▶ WRITTEN EXERCISE
Print every entry below word for word, but leave out the pictures.

++++++

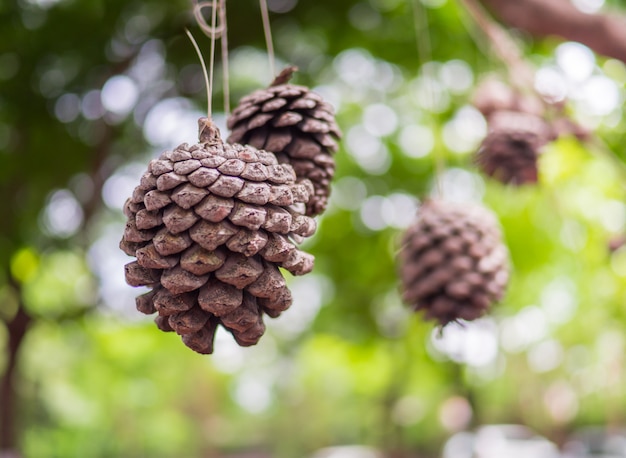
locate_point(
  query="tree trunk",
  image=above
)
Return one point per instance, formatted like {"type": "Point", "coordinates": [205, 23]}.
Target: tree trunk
{"type": "Point", "coordinates": [17, 329]}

++++++

▶ PROBLEM SOLUTION
locate_point(
  query="tree trunk",
  image=above
)
Return one point per instance, formatted like {"type": "Point", "coordinates": [205, 23]}.
Target: tree trunk
{"type": "Point", "coordinates": [17, 329]}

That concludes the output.